▸ **EXCERTO DA FONTE**:
———

Conhecemo-lo como músico, sentado no seu piano, ou como escritor de bandas desenhadas, com os aclamados trabalhos ‘Balada de Sophie’, ‘Os Vampiros’ ou a divertida saga ‘Os contos inéditos de Dog Mendonça e Pizzaboy’. Agora, Filipe Melo, com a sua mais recente curta-metragem, ‘O Lobo Solitário’, cimenta o seu lugar como um dos mais criativos cineastas em Portugal.
Depois da sátira do documentário falso ‘O Homem que Gostava de Zombies’ e de nos levar numa viagem para encontrar uma fatia de tarte de maçã em ‘Sleepwalk’, em ‘O Lobo Solitário’ Filipe Melo brinca com as expectativas do público e testa o limite da compaixão que cada um consegue ter com um vilão.
Esta curta-metragem acompanha um radialista que trabalha num programa noturno e que recebe uma «inesperada» e tensa chamada telefónica de um antigo amigo.
Gravado num único take e com os diálogos a serem praticamente exclusivos às chamadas telefónicas, que nos transporta para o filme ‘Locke’ (2013) de Steven Knight – protagonizado por Tom Hardy, onde este conduz o seu carro noite dentro enquanto faz chamadas telefónicas -, esta curta-metragem é um exemplo exímio de como deixar a audiência asfixiada com a incerteza do que acontecerá na cena seguinte.
Mas os elogios não são exclusivos ao nosso jornal, uma vez que também a comunidade internacional apreciou este trabalho, com os Óscares a colocar o filme na shortlist de nomeados na categoria de Melhor Curta-Metragem do Ano.
Apesar de não ter sido escolhida para os cinco candidatos, Filipe Melo revela-nos que não irá perder muito tempo a lamentar esta ausência e conta que, no seu futuro, gostaria de explorar o formato de longa-metragem.
Em entrevista à Luz, o realizador conduz-nos por algumas das influências do filme, as semelhanças (e diferenças) entre criar uma banda desenhada e um filme e reflete sobre a quase nomeação para os Óscares desta curta-metragem.
Quando é que surgiu pela primeira vez a ideia de fazer ‘O Lobo Solitário’? Em 2017. Escrevi o primeiro draft do guião em maio de 2018.

———

▸ **LINHAS EM BRUTO**:

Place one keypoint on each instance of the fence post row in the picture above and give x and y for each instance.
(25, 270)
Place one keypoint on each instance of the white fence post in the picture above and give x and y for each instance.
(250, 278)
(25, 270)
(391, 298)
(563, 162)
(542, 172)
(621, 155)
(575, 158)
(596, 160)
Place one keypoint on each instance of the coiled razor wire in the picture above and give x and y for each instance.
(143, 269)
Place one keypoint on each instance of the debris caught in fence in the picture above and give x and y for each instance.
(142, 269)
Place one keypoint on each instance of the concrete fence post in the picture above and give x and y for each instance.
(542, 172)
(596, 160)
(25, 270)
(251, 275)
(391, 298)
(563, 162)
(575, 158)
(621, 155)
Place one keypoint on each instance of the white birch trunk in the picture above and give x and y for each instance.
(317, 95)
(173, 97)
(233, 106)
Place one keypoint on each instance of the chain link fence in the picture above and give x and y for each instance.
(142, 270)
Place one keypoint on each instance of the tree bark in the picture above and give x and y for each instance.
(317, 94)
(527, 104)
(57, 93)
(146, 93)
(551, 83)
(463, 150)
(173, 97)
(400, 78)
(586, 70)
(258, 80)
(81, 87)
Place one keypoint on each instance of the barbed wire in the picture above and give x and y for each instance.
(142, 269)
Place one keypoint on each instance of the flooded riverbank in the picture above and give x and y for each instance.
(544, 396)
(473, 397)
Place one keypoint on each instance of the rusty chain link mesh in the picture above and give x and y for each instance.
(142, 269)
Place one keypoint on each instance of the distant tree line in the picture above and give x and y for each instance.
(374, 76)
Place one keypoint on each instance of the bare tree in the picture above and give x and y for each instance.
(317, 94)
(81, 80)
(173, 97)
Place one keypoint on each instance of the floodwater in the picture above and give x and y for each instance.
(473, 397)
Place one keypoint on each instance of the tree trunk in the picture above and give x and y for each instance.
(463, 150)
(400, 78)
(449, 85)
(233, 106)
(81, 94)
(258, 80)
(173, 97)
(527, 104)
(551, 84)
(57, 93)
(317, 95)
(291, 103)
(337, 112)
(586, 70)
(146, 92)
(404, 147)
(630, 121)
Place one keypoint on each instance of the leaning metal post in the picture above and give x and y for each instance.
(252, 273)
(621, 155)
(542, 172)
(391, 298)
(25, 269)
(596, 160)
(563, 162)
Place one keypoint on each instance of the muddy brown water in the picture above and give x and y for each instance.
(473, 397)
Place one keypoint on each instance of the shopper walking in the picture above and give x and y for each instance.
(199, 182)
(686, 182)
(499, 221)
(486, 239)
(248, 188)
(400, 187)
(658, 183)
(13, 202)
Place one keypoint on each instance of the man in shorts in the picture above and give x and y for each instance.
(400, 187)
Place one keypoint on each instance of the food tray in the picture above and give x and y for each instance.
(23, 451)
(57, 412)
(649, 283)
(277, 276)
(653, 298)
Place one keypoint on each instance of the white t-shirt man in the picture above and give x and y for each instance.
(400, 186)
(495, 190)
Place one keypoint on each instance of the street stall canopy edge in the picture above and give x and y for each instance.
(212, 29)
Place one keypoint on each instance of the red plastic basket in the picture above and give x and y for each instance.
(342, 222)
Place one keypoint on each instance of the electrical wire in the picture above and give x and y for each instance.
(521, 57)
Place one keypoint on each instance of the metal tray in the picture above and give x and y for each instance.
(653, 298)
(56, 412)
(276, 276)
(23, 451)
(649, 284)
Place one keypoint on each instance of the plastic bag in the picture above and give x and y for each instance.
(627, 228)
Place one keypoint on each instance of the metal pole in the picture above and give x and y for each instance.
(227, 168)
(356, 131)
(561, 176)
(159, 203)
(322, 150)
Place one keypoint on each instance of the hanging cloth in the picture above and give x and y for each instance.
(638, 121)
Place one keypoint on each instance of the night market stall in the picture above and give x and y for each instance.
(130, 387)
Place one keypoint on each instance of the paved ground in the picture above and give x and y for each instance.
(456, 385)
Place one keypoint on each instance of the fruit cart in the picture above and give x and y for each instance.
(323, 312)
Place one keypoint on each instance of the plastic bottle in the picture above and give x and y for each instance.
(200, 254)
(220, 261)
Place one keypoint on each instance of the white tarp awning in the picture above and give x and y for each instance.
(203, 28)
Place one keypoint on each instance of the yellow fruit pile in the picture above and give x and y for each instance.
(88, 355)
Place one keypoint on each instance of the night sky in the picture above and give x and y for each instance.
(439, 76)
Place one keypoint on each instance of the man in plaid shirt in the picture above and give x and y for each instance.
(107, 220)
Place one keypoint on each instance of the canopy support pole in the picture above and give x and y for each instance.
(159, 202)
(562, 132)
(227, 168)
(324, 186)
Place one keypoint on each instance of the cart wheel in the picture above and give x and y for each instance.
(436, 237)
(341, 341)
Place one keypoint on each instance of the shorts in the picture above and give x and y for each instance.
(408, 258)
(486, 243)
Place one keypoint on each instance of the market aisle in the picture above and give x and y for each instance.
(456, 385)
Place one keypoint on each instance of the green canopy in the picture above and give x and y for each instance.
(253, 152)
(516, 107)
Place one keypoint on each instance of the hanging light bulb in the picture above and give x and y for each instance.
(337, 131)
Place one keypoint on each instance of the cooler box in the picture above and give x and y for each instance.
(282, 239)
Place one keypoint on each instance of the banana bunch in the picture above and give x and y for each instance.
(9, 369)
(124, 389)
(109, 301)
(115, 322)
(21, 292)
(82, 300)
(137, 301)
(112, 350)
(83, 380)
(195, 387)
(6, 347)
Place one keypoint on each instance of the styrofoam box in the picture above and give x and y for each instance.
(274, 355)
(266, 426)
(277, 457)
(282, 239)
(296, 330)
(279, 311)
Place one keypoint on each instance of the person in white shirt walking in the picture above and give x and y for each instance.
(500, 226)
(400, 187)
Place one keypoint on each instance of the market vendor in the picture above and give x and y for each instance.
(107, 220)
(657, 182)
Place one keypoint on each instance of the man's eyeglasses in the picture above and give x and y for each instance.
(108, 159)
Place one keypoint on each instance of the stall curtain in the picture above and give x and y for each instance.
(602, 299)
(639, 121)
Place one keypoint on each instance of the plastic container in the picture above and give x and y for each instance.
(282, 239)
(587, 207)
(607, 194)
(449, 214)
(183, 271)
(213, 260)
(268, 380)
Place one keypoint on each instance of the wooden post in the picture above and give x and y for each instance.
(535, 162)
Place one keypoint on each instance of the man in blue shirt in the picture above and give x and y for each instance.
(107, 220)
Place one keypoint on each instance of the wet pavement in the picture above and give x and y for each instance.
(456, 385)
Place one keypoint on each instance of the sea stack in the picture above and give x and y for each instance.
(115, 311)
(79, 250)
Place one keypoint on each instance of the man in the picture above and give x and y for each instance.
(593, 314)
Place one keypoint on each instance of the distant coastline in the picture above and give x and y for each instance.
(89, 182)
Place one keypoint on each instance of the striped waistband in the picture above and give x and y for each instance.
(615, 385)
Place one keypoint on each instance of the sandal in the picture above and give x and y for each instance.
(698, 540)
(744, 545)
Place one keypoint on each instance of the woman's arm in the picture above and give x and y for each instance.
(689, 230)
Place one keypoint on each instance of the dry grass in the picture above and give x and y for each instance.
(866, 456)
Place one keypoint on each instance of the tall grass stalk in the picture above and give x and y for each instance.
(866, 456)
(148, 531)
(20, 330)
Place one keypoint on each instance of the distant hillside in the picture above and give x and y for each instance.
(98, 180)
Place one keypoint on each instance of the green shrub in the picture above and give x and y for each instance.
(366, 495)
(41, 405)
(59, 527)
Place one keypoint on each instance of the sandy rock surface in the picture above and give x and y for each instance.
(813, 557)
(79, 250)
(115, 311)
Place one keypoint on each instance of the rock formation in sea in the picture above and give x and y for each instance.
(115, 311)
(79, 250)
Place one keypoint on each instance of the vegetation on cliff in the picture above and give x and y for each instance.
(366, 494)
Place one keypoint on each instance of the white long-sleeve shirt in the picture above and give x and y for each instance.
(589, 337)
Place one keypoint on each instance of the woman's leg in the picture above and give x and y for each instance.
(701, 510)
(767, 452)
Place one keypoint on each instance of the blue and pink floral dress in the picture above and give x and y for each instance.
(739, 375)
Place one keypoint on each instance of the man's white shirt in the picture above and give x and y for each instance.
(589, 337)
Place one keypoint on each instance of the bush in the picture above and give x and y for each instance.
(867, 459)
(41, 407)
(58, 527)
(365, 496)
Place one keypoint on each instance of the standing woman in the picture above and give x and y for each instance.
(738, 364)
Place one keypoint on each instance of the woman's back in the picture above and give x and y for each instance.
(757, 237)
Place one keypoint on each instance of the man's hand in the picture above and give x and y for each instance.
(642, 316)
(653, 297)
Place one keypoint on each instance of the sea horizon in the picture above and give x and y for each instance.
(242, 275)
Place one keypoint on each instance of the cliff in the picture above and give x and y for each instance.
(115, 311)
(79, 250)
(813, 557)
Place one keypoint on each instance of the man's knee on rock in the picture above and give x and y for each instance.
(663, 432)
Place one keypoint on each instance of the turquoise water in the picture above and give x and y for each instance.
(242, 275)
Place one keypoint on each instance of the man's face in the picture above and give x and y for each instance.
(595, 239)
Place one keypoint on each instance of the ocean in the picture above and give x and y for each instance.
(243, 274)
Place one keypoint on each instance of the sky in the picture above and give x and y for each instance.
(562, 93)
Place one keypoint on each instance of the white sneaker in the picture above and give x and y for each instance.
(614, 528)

———

▸ **PEDIDO**:
No excerto sobre 'O Lobo Solitário', troque "realizador" por "cineasta" e reproduza tudo desde "Em entrevista à" até "maio de 2018.".

▸ **RESPOSTA**:
Em entrevista à Luz, o cineasta conduz-nos por algumas das influências do filme, as semelhanças (e diferenças) entre criar uma banda desenhada e um filme e reflete sobre a quase nomeação para os Óscares desta curta-metragem.
Quando é que surgiu pela primeira vez a ideia de fazer ‘O Lobo Solitário’? Em 2017. Escrevi o primeiro draft do guião em maio de 2018.